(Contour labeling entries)
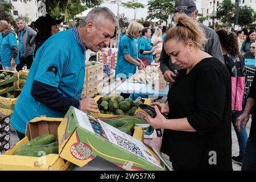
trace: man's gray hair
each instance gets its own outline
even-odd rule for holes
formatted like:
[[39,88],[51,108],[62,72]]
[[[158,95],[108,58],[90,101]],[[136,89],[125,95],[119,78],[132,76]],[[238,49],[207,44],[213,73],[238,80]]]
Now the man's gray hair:
[[113,22],[115,26],[117,25],[117,19],[114,13],[110,9],[106,7],[96,7],[92,9],[86,15],[80,26],[84,27],[89,21],[100,23],[102,24],[106,23],[106,20],[110,20]]
[[22,18],[18,18],[16,19],[16,22],[19,22],[19,20],[22,20],[23,22],[25,22],[25,20],[24,20],[24,19],[23,19]]

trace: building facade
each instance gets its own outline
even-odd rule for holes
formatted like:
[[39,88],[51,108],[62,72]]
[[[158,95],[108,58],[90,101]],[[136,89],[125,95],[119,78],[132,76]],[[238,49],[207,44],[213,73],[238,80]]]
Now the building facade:
[[[239,0],[240,6],[248,6],[256,10],[256,0]],[[233,3],[236,2],[236,0],[232,0]],[[212,15],[216,15],[217,11],[217,6],[221,3],[223,0],[202,0],[201,5],[201,10],[199,13],[203,14],[203,16],[208,17]],[[217,19],[214,20],[215,22],[220,23]],[[213,24],[213,20],[211,18],[207,18],[207,20],[204,22],[204,24],[207,26],[211,26]]]

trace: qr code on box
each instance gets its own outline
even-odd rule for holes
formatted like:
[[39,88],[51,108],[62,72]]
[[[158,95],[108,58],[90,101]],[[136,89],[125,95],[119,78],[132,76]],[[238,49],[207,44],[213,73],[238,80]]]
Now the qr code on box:
[[141,149],[137,146],[135,143],[129,141],[128,140],[122,138],[122,136],[117,135],[113,132],[112,132],[112,134],[114,136],[118,146],[126,149],[127,150],[131,152],[134,154],[140,156],[144,159],[147,159],[147,158],[141,151]]

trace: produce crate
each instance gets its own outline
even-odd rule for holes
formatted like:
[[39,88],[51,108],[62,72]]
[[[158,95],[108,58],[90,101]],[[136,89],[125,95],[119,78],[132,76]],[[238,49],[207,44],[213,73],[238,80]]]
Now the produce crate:
[[20,90],[14,90],[8,93],[11,98],[6,97],[6,96],[5,94],[0,96],[0,108],[14,110],[14,106],[18,101],[18,97],[20,94]]
[[[57,139],[57,128],[63,121],[63,118],[41,117],[30,121],[27,125],[26,137],[7,151],[5,155],[0,155],[0,169],[8,171],[63,171],[67,169],[71,163],[64,161],[58,154],[48,154],[40,158],[12,155],[18,148],[37,136],[52,134]],[[7,147],[5,146],[5,148]]]
[[[6,75],[2,74],[3,72],[6,73],[7,74],[5,74]],[[0,70],[0,74],[2,74],[1,76],[5,76],[4,77],[0,77],[0,86],[13,83],[19,80],[19,72],[18,72]]]

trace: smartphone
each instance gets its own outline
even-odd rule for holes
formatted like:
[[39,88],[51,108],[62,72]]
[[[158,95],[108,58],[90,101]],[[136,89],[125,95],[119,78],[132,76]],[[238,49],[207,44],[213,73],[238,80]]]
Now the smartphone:
[[[155,110],[155,109],[153,107],[149,106],[148,105],[146,105],[146,104],[140,104],[139,105],[139,107],[140,108],[141,108],[142,109],[143,109],[144,111],[145,111],[147,114],[148,114],[151,118],[154,118],[156,116],[156,113]],[[164,116],[164,117],[168,119],[168,116],[166,114],[164,114],[162,113],[161,113],[161,114],[163,116]],[[152,127],[152,126],[150,126],[150,127]],[[158,136],[161,137],[162,136],[162,130],[161,129],[156,129],[155,130],[156,131],[156,134],[157,134]]]

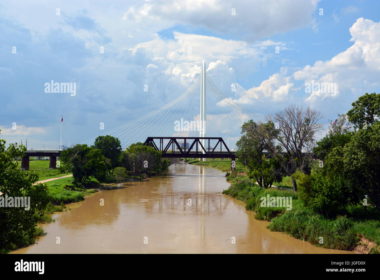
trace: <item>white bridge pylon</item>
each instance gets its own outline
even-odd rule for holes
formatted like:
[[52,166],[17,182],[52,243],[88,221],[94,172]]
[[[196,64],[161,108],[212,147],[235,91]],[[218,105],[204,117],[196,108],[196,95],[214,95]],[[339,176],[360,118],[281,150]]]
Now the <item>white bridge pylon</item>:
[[[218,88],[204,61],[196,80],[180,96],[101,135],[117,137],[123,149],[133,143],[144,143],[148,137],[222,137],[233,147],[240,138],[241,125],[250,119],[257,121],[259,118]],[[81,144],[92,145],[98,136]],[[210,146],[216,144],[210,142]],[[208,144],[203,141],[206,150]]]
[[[207,137],[207,118],[206,117],[206,112],[207,111],[206,107],[206,63],[204,61],[202,62],[202,74],[201,79],[201,113],[200,117],[201,118],[200,122],[200,128],[199,130],[200,137]],[[206,147],[205,139],[202,140],[202,145],[203,147]],[[203,151],[203,154],[205,152]],[[204,162],[207,161],[207,159],[204,158],[202,159]],[[200,160],[201,160],[200,159]]]

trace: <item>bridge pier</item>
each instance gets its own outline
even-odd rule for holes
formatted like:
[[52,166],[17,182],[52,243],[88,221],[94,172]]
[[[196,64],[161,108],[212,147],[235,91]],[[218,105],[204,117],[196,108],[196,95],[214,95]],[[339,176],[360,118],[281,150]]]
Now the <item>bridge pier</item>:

# Task requirements
Extract every line from the one containing "trace: <item>white bridge pylon</item>" to the end of the entries, including both of those lines, exactly as given and with nothing added.

# Result
trace: <item>white bridge pylon</item>
each instance gets its own outline
even-odd rule for holes
formatted like:
[[52,166],[17,182],[52,243],[88,221],[94,172]]
[[[196,64],[161,108],[212,147],[235,91]],[[218,105],[204,117],[196,108],[196,95],[214,95]],[[339,176],[360,118],[281,150]]]
Now the <item>white bridge pylon</item>:
[[[218,88],[204,61],[196,80],[180,96],[101,135],[117,137],[123,149],[133,143],[144,143],[148,137],[222,137],[233,147],[240,138],[241,125],[250,119],[257,121],[259,118]],[[81,144],[92,145],[98,136]],[[210,146],[216,144],[210,142]],[[208,144],[203,141],[206,150]]]
[[[207,137],[207,118],[206,117],[206,112],[207,111],[206,107],[206,63],[204,61],[202,62],[202,74],[201,79],[201,113],[200,117],[201,118],[200,122],[200,128],[199,130],[200,137]],[[206,147],[205,139],[202,140],[202,145],[203,147]],[[203,151],[203,154],[205,152]],[[204,162],[207,161],[207,159],[204,158],[202,159]],[[200,160],[201,160],[200,159]]]

trace: <item>bridge pier</item>
each instance gets its own outline
even-odd rule for holes
formatted like:
[[52,166],[17,182],[52,243],[88,221],[94,172]]
[[[196,64],[161,108],[212,147],[235,91]],[[218,105],[204,117],[196,108],[196,95],[214,95]],[[339,176],[360,118],[281,150]]]
Now the <item>bridge pier</item>:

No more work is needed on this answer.